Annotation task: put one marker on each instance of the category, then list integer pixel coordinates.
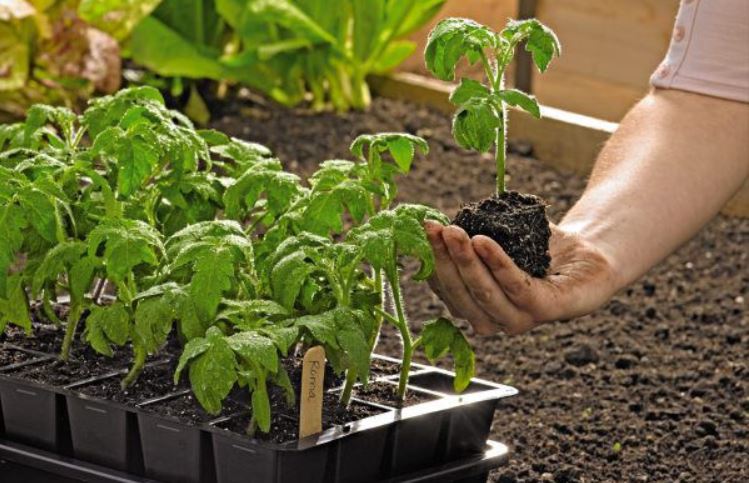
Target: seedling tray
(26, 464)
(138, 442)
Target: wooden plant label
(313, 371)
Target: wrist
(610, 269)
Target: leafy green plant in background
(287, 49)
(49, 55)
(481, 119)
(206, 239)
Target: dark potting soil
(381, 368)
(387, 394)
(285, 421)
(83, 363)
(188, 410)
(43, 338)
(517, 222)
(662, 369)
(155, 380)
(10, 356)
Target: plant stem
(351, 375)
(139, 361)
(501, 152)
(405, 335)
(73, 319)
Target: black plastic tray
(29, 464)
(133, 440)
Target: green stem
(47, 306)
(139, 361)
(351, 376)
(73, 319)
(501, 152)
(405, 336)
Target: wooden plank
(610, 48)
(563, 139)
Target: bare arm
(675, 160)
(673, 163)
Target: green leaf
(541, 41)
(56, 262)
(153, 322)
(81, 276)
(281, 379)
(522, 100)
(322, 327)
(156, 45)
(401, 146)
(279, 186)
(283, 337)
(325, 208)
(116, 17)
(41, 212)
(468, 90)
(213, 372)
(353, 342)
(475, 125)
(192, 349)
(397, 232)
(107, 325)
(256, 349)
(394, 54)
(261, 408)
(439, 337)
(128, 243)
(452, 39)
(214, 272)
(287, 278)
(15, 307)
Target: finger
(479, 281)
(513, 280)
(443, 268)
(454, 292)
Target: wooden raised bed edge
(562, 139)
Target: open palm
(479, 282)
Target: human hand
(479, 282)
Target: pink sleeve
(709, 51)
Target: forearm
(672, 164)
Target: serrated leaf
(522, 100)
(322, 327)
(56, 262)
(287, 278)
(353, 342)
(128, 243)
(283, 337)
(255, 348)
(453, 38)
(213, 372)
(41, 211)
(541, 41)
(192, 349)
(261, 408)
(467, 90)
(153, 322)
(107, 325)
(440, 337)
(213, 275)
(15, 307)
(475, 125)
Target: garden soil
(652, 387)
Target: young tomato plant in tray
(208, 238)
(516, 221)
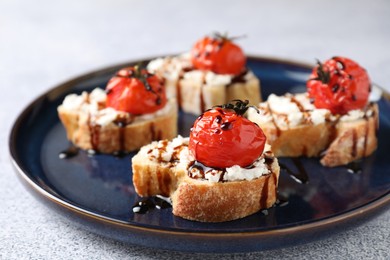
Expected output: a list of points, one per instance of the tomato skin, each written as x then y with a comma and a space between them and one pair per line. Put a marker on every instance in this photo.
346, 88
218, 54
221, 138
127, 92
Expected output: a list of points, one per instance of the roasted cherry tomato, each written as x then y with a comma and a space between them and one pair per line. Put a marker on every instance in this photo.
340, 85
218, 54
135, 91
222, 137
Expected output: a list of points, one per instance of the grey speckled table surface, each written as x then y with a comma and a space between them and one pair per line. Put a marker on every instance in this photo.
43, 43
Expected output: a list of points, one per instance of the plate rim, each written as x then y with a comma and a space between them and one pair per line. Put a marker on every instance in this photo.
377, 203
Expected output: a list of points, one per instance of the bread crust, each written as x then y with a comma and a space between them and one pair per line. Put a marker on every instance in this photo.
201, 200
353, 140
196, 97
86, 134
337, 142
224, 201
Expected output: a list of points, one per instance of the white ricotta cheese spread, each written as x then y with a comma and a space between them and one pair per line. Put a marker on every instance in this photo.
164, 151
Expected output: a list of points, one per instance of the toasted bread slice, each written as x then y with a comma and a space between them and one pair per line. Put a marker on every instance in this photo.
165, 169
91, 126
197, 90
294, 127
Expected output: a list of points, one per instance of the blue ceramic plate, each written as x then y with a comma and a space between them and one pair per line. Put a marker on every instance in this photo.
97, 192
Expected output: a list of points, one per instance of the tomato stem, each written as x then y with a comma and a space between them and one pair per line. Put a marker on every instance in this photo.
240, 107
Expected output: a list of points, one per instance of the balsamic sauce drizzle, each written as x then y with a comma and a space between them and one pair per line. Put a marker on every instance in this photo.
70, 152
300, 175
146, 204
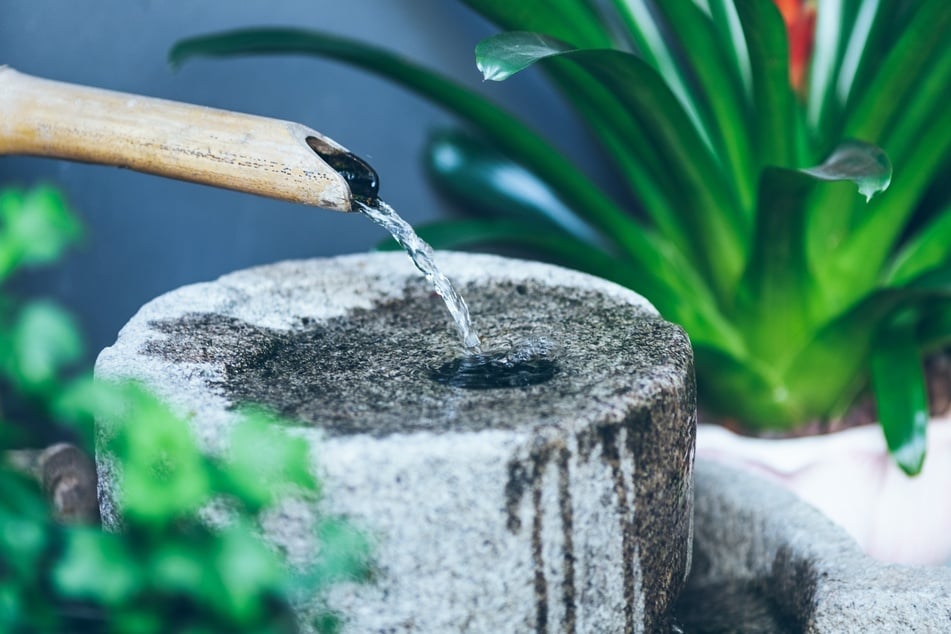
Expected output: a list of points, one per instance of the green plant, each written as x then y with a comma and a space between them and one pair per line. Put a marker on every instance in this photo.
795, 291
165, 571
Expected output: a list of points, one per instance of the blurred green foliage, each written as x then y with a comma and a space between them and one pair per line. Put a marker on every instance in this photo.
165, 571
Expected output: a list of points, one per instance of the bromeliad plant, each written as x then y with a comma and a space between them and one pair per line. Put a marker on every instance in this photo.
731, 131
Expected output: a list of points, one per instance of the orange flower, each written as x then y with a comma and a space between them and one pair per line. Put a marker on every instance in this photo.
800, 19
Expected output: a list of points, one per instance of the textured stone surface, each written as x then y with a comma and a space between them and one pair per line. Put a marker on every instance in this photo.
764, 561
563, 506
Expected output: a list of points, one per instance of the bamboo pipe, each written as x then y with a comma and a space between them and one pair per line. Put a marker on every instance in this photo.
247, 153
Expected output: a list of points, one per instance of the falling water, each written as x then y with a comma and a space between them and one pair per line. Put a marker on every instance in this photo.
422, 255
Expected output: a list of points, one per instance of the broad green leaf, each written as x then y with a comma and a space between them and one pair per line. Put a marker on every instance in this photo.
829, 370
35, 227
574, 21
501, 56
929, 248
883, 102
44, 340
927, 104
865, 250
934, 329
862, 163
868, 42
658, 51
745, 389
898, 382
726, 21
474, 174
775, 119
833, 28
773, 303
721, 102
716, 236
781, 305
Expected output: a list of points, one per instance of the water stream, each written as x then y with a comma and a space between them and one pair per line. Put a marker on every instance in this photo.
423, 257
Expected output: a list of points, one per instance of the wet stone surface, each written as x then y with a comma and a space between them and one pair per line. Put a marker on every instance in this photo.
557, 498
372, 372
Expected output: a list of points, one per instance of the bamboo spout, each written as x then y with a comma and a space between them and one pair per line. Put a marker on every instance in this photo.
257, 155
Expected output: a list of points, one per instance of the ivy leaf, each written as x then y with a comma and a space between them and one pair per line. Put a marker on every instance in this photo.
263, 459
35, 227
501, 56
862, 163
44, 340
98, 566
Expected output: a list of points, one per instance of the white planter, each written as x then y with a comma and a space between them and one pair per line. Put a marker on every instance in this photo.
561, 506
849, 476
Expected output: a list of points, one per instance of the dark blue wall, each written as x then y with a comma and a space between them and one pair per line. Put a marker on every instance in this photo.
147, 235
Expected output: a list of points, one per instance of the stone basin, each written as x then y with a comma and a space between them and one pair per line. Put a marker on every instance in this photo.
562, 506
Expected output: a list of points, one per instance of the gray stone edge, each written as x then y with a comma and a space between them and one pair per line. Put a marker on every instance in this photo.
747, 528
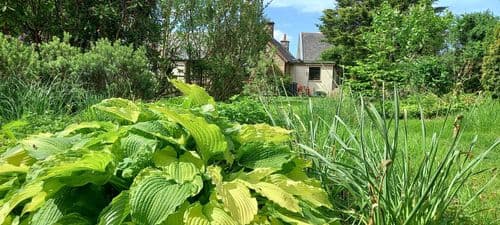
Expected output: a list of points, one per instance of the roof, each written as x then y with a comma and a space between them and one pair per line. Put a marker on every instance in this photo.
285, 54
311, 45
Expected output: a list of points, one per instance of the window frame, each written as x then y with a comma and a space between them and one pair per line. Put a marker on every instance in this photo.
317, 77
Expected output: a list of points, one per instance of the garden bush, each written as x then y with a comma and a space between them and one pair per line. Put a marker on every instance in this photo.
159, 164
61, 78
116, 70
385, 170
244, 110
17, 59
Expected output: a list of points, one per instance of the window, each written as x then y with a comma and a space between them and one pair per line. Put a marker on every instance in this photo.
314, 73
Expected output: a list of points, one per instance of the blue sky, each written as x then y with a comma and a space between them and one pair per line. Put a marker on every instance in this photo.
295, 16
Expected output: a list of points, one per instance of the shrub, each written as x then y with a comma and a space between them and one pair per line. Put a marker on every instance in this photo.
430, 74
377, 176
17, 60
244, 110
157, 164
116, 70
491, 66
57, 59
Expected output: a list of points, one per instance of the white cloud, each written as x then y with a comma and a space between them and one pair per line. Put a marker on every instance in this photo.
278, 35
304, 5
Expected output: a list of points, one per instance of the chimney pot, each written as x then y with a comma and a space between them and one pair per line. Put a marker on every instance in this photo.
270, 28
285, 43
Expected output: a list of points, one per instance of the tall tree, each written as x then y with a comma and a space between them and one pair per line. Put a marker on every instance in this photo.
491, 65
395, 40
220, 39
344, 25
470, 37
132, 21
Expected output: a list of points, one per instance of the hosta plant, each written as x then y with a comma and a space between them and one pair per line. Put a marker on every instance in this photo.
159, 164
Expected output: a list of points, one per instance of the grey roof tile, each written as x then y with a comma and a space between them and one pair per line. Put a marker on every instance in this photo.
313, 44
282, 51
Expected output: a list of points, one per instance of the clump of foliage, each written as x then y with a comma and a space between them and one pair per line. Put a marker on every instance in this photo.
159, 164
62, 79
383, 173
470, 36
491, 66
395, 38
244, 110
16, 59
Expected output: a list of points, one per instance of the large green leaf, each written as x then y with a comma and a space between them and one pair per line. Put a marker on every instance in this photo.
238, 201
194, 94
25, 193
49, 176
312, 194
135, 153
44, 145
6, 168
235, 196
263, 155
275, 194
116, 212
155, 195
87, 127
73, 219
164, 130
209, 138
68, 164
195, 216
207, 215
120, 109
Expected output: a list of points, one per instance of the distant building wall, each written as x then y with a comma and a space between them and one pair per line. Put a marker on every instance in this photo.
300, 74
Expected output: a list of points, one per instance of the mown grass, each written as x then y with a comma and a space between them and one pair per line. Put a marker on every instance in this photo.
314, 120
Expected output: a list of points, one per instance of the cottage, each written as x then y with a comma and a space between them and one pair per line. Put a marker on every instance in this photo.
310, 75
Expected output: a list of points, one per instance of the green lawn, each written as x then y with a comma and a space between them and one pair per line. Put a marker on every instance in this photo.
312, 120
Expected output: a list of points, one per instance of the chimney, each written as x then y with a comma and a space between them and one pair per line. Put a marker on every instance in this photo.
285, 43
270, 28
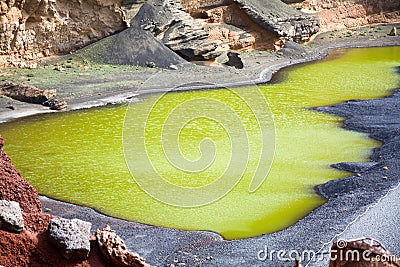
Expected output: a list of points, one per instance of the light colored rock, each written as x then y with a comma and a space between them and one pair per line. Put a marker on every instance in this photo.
□ □ □ □ □
* WHAT YOU NEED TO DO
Write out only the lines from the line containing "of the distant" through the end of the material above, both end lines included. Pictures are not written out.

* SOLUTION TO THE PROBLEM
Expected output: a list of points, one per instance of the distant building wall, each written as x then y with a comma and a space between them and one pair per line. Put a marker on every instance in this photo.
300, 74
Expected output: a list of points, one per instance of the mown grass, each written as x then y with a comma and a space between them and one pair per line. Put a marker on every instance in this photo.
314, 120
Expected output: a list of points, one per instance of the cottage, each written as x then y with a comma and a space between them and one pair per line. Put a marker on every instance in this photo.
310, 75
Expected output: a list of points, one per instance of the green lawn, each written as x then y with a comma and a space between them and one pair per line. Put a marker on every instance in this photo.
312, 120
Expected output: a list of points, one per instance of the chimney, each written as x then y with a comma and a space between them and one pair per line. Put a marker on every instance in this photo.
285, 43
270, 28
Expected output: a list of points, one per instance of the light colored rock, each written as x then y with a comma and a space between them and one pair per line. Put a marker on every instance in this photo.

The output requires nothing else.